* **Dataset rows**
- - - - - - -

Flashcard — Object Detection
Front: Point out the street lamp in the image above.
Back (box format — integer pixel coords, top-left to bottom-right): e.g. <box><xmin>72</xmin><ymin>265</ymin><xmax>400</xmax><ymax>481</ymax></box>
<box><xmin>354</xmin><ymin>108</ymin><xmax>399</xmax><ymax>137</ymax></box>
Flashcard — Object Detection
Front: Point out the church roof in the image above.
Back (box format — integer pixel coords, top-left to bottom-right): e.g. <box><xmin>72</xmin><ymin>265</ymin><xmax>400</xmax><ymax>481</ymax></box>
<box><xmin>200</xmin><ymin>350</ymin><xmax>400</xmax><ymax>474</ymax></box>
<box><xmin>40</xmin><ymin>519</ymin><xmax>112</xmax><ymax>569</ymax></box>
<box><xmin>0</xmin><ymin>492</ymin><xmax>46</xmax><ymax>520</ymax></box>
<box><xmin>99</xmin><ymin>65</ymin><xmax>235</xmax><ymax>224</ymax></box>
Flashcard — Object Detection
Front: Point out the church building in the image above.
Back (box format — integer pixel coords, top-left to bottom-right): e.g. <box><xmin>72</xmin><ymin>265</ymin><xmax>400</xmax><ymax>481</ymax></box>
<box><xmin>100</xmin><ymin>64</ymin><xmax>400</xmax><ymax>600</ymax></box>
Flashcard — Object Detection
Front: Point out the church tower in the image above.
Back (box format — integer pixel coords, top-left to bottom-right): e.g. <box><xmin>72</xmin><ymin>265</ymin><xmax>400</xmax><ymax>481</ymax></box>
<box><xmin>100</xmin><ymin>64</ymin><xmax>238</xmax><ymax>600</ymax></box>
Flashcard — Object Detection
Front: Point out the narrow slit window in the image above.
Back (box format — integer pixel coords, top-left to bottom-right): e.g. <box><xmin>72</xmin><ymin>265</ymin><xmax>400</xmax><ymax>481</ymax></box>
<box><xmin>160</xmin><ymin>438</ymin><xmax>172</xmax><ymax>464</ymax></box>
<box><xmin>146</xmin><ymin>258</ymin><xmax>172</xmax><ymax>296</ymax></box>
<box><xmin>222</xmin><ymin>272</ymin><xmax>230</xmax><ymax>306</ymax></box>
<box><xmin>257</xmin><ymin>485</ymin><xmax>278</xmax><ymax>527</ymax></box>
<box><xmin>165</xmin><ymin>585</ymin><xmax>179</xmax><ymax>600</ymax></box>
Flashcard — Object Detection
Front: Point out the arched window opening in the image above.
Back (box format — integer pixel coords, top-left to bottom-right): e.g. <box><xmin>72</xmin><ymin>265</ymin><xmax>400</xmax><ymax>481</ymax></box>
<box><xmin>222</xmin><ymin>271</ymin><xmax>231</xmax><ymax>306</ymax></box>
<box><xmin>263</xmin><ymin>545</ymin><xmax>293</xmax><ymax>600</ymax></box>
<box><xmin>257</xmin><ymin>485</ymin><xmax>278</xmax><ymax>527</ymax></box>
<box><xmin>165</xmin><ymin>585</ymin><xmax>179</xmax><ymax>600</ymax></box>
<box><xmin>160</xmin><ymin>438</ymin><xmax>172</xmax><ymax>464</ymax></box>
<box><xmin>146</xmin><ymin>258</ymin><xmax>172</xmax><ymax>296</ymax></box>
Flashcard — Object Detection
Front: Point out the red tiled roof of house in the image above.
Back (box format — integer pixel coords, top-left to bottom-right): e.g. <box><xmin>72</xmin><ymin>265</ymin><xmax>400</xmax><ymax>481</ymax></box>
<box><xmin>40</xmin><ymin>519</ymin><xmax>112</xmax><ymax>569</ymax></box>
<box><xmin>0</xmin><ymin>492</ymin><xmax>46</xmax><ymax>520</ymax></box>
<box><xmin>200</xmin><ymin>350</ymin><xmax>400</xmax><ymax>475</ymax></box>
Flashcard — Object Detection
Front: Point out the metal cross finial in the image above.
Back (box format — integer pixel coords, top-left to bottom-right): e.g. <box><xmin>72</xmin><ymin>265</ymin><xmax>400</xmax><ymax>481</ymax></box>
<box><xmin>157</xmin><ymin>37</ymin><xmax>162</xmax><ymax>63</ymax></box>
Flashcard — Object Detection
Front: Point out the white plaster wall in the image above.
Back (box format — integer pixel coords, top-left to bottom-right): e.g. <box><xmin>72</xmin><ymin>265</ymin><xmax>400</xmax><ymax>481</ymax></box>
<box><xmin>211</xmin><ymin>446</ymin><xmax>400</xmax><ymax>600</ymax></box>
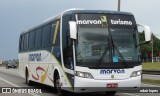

- - - - - - -

* **What you need to do**
Select every line of the records above that contains the word "image", and copy each of those lines.

* **Task output**
Front: Point out the street lamp in the image above.
Front: Point out the church roof in the image above.
Front: Point out the church building in the image above.
Front: Point out the church tower in the image above.
Front: Point out the narrow slit window in the image above.
Front: Point out the arched window opening in the image above.
Front: Point out the red tiled roof of house in the image above.
Front: Point out the metal cross finial in the image above.
Front: Point out the white plaster wall in the image above.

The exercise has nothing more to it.